- **Task requirements**:
Only the lines from the line containing "task: trace the outline of the dark" to the end of the entries should be repeated, exactly as they appear.

- **Input**:
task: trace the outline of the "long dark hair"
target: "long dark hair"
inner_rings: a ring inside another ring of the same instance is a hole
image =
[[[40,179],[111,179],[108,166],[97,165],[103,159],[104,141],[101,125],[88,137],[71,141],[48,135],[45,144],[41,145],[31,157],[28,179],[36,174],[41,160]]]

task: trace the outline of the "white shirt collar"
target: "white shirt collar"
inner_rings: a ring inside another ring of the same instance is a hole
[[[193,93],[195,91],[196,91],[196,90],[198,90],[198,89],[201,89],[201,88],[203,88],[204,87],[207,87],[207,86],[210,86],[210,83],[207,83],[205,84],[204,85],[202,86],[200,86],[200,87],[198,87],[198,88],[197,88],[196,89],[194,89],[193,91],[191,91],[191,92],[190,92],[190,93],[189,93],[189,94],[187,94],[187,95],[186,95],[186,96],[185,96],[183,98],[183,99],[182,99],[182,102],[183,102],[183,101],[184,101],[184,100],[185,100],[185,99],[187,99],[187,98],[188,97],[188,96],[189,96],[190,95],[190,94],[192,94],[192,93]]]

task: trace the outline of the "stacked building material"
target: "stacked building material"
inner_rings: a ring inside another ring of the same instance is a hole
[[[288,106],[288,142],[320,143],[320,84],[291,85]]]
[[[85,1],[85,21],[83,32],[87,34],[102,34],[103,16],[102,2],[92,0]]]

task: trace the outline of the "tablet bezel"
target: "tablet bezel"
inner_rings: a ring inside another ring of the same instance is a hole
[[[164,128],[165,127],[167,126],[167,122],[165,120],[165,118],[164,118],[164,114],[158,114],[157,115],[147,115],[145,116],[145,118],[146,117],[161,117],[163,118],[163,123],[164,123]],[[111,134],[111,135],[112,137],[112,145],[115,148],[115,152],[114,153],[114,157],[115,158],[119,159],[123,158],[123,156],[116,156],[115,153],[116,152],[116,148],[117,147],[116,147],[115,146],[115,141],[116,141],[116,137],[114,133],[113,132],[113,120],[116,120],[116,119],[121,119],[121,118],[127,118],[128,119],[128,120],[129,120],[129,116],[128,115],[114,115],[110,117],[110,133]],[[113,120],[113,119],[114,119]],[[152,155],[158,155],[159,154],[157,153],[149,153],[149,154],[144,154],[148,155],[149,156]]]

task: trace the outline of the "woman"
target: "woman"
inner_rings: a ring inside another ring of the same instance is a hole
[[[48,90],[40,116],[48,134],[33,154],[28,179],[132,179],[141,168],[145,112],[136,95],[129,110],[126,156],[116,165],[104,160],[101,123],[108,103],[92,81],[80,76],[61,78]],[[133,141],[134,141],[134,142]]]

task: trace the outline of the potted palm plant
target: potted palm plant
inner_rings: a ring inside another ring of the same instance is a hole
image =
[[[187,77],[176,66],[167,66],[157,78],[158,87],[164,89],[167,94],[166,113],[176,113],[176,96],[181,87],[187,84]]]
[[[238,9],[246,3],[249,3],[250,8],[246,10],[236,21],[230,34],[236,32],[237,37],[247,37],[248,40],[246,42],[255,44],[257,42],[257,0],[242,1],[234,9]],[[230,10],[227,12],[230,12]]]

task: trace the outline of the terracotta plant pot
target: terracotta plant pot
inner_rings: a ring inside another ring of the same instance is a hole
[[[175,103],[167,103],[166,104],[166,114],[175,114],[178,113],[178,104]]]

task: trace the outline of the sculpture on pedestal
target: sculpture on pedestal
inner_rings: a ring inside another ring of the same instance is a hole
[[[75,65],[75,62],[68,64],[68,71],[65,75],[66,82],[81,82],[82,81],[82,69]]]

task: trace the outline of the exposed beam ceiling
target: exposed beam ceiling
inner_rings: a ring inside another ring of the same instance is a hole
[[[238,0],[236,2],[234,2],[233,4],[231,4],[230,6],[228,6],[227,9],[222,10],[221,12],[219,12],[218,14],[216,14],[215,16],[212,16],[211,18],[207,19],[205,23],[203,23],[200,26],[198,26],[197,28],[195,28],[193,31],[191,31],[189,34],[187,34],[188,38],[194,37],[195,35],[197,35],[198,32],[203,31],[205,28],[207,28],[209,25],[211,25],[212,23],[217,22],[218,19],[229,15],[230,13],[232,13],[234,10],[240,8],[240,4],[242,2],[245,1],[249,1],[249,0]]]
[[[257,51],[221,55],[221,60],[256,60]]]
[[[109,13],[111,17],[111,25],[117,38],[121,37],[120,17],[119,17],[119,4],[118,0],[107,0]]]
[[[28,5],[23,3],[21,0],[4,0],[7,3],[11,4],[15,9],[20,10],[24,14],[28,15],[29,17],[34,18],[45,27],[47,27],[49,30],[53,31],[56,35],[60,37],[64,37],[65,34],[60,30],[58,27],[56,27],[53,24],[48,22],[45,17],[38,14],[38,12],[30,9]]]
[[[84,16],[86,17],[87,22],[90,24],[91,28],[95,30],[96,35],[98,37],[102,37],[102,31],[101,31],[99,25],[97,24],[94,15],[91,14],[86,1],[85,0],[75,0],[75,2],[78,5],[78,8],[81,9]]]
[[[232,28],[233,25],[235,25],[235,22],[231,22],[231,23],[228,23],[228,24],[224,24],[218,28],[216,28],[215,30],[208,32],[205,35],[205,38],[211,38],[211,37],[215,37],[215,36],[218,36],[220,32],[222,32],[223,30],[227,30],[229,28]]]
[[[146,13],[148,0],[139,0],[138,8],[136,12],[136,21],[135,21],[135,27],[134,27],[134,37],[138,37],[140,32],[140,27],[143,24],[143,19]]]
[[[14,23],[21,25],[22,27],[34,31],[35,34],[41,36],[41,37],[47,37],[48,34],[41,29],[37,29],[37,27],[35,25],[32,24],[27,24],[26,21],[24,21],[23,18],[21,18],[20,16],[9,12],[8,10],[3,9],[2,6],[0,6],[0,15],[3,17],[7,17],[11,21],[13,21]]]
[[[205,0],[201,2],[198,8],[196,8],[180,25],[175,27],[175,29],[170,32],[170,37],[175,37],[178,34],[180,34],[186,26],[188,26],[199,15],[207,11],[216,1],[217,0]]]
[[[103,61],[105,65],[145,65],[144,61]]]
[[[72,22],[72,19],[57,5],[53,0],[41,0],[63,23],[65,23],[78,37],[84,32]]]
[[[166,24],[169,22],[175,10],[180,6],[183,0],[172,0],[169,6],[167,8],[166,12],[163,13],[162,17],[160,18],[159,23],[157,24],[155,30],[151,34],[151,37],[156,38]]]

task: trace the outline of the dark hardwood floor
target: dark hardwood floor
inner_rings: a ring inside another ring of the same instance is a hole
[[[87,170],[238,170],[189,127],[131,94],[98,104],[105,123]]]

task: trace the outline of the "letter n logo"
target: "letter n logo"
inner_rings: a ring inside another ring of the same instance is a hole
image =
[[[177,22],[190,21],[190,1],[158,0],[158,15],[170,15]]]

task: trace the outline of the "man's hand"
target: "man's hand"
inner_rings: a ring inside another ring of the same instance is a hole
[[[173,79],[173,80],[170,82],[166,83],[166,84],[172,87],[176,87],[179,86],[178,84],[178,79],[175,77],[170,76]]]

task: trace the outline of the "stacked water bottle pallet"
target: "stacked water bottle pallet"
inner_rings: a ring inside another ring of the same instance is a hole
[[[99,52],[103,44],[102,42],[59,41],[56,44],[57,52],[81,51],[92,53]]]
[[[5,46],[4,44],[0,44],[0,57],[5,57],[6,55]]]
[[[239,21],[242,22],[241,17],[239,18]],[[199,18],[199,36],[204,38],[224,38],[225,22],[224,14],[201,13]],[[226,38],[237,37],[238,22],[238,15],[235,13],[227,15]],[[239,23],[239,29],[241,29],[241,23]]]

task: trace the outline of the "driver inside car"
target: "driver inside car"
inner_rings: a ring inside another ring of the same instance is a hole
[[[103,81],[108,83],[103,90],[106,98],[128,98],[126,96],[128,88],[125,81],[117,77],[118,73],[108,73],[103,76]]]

- **Solution for this problem**:
task: trace the outline of the dark hardwood floor
target: dark hardwood floor
inner_rings: a ring inside another ring of the same instance is a hole
[[[87,170],[238,170],[189,127],[131,94],[98,104],[105,123]]]

task: trace the outline of the "letter n logo"
target: "letter n logo"
inner_rings: a ring inside another ring of the same instance is a hole
image =
[[[177,22],[190,21],[190,1],[158,0],[158,15],[170,15]]]

task: trace the outline of the "man's hand"
target: "man's hand"
inner_rings: a ring inside another ring of the same instance is a hole
[[[173,79],[173,80],[170,82],[166,83],[166,84],[172,87],[176,87],[179,86],[178,84],[178,79],[175,77],[170,76]]]

task: trace the outline of the "stacked water bottle pallet"
target: "stacked water bottle pallet"
inner_rings: a ring inside another ring of the same instance is a hole
[[[99,52],[103,44],[102,42],[59,41],[56,44],[57,52],[81,51],[92,53]]]
[[[5,46],[4,44],[0,44],[0,57],[5,57],[6,55]]]
[[[239,21],[242,22],[241,17],[239,18]],[[199,18],[199,36],[204,38],[224,38],[225,22],[224,14],[201,13]],[[226,38],[237,37],[238,22],[238,15],[235,13],[227,15]],[[239,23],[239,29],[241,29],[241,23]]]

task: trace the outline of the "driver inside car"
target: "driver inside car"
inner_rings: a ring inside another ring of the same instance is a hole
[[[103,81],[108,83],[103,90],[106,98],[128,98],[126,96],[128,88],[125,81],[117,77],[118,73],[108,73],[103,76]]]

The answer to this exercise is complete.